- WORK REQUEST 1:
Answer these questions about the list of everyday improvements below.
(a) What did the bursar use as a prop to teach freshmen how to fill out a check?
(b) What did movie theaters replace their uncomfortable school-style stadium seats with?
(c) According to the list, what has LASIK surgery gone from and become?
- WORK REQUEST 2: Extend the list of everyday improvements below with further entries, picking up right after the last one shown.

- SELECTED TEXT:
====

Given the exponential progress in battery costs & density, and wireless recharging becoming a consumer reality, it would not surprise me if within decades, small replaceable batteries become relegated to niches like extremely cheap disposable goods or specialty uses (eg dollar-store toys, smoke alarms, flashlights), and young people start being confused what the difference between AA/AAA is or why one battery is rechargeable but another isn’t in much the same way that young people no longer know how to write a check. (In 2019, a bursar, whose college doesn’t take credit cards, showed me the giant sweepstakes-style novelty check she had to use as a prop to teach freshmen how a check is supposed to be filled out.)
- Reliable & Efficient: Cars last longer and get better mileage7
- all cars have electrified Power Windows; I don’t remember the last time I had to physically crank down a car window
- Electric Cars are feasible choices rather than follies, and will be ordinary things in 5–10 years
- Self-Driving Cars not long after that
Air Travel Democratized: airplane flights no longer cost an appreciable fraction of your annual income8, and people can afford multiple trips a year.
Laser Pointers are no longer exotic executive toys or for planetariums, they’re things you buy off eBay for $1 for your cat. (Go crazy and buy three, to get colors beyond red.)
LED lights are more energy-efficient, cooler & safer, smaller, turn on faster, last longer, and are brighter than incandescents or fluorescents
- a particular boon for Flashlights (which have become their own online subculture, perhaps as smartphones replace many minor flashlight uses)
Movie Theater Seats have become far more comfortable as movie theaters, forced to compete with DVDs/home-theaters & Internet & video games, upgraded:
In particular, they upgraded their uncomfortable school-style stadium seats to real seats; and concession prices seem like they’ve increased less than inflation, making them less of a total ripoff; going is more convenient, as I remember having to call the movie theater for times or check the newspaper to see which of several theaters might have a screening at the right time (crazy, I know); nor am I particularly nostalgic for film rather than digital projection, where damage to the film might be noticeable, and one had to wait on the projectionist (and is that where dirty film booth windows kept coming from…?).
EU: the European Union & single Euro currency make the EU easier to understand & travel in it much less tricky and expensive
- Car Theft is rarer, and in particular, we no longer have to worry about our car windows being smashed to steal our car radios9, or our GPSes
- car Security Alarms no longer go off endlessly in parking lots. (It wouldn’t’ve been a normal day in the suburbs in the 1990s without hearing at least one. I don’t know if the car manufacturers fixed car alarms, or if everyone mutually agreed that this was not working out & stopped buying them.)
Radios have minimal static
TVs no longer have rabbit ears that require regular adjustment
LASIK surgery has gone from an expensive questionable novelty to a cheap, routine, safe cosmetic surgery
Clothing has become almost “too cheap to meter”; employment in the US textile industry has cratered, delivering huge benefits as people are no longer wasted on tasks machines can do better and reducing environmental pollution thanks to de-industrialization & eliminating things like dye contaminant waste (see the environmental Kuznets curve & general improvement in US environmental quality)—eg the idea of, say, darning socks is completely alien10, clothing companies routinely discard millions of pounds of clothes because it’s cheaper than wasting scarce human labor reprocessing & selling them for a song, and Africa is flooded by discards.

====

- RECORDED INFORMATION:
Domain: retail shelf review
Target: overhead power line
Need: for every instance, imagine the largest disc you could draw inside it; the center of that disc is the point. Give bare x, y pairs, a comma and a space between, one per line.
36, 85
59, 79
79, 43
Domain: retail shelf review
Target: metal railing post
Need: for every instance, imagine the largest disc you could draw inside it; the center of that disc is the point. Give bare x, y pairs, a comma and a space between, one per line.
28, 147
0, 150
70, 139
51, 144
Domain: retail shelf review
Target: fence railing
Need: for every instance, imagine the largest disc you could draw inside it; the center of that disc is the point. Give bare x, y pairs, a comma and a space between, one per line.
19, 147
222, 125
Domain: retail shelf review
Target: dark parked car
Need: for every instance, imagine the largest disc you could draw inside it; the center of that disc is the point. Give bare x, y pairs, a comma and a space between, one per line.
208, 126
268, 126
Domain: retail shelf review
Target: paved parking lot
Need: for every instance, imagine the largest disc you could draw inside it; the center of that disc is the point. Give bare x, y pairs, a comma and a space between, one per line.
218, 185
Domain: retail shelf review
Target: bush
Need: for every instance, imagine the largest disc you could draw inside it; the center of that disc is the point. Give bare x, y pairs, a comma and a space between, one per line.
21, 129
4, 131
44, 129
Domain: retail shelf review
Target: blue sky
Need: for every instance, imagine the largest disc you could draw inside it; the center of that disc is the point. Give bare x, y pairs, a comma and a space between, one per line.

====

- RESPONSE BOX 1:
(a) A giant sweepstakes-style novelty check.
(b) Real seats.
(c) It has gone from an expensive questionable novelty to a cheap, routine, safe cosmetic surgery.

- RESPONSE BOX 2:
- materials science has produced constant visible-yet-invisible improvements in textiles yielding, among other things like plusher plushies, far better insulated (and cheaper) winter coats: instead of choosing between winter coats which make you look like the Stay Puft Marshmallow Man or freezing (and if you get wet, freezing anyway) or exotic ultra-expensive garments aimed at mountain climbers, you can now buy ordinary (and much cheaper) winter coats which are amazingly thin and work even better to keep you warm—so much so that you have to be careful to not buy too well-insulated a coat, lest you swelter at the slightest exertion and be placed between the Scylla of overheating & the Charybdis of opening your coat to the freezing air to cool.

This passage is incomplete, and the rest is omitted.